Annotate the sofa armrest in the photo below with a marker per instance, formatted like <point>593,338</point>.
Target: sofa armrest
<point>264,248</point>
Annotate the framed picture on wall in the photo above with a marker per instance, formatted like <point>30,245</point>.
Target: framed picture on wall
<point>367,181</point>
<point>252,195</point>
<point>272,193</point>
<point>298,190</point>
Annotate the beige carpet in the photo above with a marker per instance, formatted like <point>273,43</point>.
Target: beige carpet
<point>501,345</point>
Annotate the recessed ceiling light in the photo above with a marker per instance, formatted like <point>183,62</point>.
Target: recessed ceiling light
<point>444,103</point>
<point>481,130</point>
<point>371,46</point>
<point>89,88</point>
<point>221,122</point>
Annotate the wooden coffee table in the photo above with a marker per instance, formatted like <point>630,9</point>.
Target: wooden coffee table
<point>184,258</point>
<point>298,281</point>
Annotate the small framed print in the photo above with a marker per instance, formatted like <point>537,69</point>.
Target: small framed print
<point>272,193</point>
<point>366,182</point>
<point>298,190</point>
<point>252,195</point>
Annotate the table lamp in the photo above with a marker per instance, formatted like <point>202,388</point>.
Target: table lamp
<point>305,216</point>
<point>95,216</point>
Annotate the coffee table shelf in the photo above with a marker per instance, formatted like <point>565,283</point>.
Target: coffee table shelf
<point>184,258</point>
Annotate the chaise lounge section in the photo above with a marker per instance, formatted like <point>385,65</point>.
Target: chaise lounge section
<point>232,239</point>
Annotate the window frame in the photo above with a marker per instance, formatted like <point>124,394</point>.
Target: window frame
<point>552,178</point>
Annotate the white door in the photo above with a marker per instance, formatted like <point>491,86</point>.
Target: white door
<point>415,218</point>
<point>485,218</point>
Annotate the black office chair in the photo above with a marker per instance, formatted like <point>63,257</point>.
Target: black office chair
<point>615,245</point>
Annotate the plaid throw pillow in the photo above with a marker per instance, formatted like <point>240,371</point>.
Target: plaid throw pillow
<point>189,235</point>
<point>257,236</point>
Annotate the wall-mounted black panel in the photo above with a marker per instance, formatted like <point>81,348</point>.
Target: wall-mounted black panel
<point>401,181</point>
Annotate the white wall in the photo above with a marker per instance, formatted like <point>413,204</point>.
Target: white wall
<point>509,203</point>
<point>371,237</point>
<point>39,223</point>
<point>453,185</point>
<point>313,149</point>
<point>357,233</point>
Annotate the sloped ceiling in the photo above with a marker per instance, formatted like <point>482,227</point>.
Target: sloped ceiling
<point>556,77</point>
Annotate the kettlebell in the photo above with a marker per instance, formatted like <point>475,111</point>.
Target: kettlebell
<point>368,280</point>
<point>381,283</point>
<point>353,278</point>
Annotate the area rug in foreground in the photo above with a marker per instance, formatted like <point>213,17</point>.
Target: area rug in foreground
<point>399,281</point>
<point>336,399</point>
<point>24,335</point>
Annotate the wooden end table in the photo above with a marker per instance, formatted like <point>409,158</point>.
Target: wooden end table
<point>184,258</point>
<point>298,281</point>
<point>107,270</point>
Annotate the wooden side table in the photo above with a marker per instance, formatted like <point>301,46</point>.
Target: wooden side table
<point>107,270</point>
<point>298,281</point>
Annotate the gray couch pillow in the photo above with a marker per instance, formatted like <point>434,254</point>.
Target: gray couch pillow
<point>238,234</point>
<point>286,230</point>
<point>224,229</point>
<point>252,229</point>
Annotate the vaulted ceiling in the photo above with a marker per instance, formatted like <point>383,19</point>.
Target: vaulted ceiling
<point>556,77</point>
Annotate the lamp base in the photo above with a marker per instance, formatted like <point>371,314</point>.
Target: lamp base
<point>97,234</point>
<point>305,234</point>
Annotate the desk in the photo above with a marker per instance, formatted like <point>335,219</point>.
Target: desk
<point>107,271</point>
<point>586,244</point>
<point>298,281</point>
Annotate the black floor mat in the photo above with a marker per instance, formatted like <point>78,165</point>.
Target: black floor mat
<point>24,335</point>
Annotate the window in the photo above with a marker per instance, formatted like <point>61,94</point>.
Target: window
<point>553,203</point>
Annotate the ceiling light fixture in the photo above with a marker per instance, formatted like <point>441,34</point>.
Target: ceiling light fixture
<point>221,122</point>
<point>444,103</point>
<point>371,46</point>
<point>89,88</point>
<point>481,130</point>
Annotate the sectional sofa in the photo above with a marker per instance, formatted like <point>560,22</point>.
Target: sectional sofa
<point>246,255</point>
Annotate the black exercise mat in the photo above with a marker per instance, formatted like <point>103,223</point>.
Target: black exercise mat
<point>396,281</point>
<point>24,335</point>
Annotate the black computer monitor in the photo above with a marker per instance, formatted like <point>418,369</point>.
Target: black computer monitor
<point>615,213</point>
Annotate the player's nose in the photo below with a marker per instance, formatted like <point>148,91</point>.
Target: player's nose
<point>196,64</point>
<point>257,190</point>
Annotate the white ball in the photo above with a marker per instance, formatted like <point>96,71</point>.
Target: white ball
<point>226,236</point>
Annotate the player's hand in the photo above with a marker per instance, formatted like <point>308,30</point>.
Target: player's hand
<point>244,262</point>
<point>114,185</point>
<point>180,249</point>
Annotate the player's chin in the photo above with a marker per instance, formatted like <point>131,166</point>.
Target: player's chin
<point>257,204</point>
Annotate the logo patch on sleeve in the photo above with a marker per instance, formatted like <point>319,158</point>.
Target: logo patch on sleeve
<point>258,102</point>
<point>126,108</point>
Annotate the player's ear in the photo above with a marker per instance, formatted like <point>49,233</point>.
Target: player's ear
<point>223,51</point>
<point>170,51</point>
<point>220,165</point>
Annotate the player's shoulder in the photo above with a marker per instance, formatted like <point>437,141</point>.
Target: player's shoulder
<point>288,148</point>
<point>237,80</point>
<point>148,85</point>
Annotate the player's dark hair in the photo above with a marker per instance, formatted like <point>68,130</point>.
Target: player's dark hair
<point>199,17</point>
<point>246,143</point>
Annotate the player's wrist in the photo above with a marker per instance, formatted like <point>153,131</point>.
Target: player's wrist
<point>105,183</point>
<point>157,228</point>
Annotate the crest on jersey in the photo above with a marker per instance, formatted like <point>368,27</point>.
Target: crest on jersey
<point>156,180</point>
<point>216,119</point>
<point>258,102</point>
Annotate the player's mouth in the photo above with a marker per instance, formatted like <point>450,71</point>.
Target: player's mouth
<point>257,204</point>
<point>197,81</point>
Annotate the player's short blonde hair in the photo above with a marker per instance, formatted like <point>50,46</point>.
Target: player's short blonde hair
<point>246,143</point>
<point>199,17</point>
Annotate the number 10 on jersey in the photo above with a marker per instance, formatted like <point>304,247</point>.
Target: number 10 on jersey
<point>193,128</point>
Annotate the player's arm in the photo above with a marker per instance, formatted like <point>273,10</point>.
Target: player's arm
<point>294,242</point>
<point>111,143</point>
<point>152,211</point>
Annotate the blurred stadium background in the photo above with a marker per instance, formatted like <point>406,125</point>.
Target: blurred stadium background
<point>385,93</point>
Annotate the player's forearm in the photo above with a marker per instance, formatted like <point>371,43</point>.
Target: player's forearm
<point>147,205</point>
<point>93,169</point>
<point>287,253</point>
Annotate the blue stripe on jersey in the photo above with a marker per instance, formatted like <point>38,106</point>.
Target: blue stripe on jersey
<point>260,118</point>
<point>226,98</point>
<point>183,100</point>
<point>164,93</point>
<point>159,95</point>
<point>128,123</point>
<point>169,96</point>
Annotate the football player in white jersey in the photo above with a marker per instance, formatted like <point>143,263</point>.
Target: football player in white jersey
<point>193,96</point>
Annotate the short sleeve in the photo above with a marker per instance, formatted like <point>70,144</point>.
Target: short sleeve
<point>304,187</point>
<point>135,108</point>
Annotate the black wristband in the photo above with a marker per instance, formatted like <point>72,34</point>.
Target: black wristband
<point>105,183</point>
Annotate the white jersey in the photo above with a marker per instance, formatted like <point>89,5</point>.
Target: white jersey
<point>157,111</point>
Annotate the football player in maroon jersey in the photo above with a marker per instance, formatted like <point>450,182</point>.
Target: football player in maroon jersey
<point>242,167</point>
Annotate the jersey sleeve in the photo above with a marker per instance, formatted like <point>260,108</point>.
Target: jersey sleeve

*PROBLEM:* Rewrite the listing from the line containing "Annotate the player's chin" through the line containing "<point>152,211</point>", putting "Label" in place of each "Target" and changing nothing else.

*RESPONSE TO THE TASK:*
Annotate the player's chin in the photo above with a marker per instance, formatted like <point>131,166</point>.
Label: player's chin
<point>257,204</point>
Annotate the logo patch on sleeve in the photo above with a marker per instance, formatted like <point>319,158</point>.
Label: logo patch on sleeve
<point>258,102</point>
<point>126,108</point>
Annotate the player's ear in the photo above with a marker per instance, formatted like <point>49,233</point>.
Label: player's ear
<point>223,51</point>
<point>170,51</point>
<point>220,165</point>
Annotate the player's shoulder in the photo above with a marker per instance, formatted like <point>437,141</point>.
Label: player's shoulder
<point>288,148</point>
<point>237,80</point>
<point>148,85</point>
Annotate the player's dark hair in the photo above with a marker per instance, formatted like <point>68,130</point>.
Label: player's dark hair
<point>199,17</point>
<point>246,143</point>
Annotate the player's wrist in the photo above with a marker per instance, formatted like <point>153,131</point>.
Label: player's wrist
<point>105,183</point>
<point>157,228</point>
Annotate the crest on jersey in the photo above with a marker per instance, formatted like <point>368,27</point>.
Label: crest on jersey
<point>156,180</point>
<point>216,119</point>
<point>258,102</point>
Annotate the player's mouth in the photo above with a marker per instance, formatted like <point>450,71</point>.
Label: player's mouth
<point>257,204</point>
<point>197,81</point>
Annotate the player's short blonde hair in the photo above with a marker per instance, formatted like <point>50,46</point>.
Label: player's short blonde hair
<point>246,143</point>
<point>199,17</point>
Annotate the number 10 on jersey in the photo above with a marker per instance, formatted like <point>304,247</point>.
Label: number 10 on jersey
<point>193,128</point>
Annotate the player's arm in the photo above with a marker per instance, formatted like <point>273,10</point>.
Label: player's arm
<point>294,242</point>
<point>111,143</point>
<point>152,211</point>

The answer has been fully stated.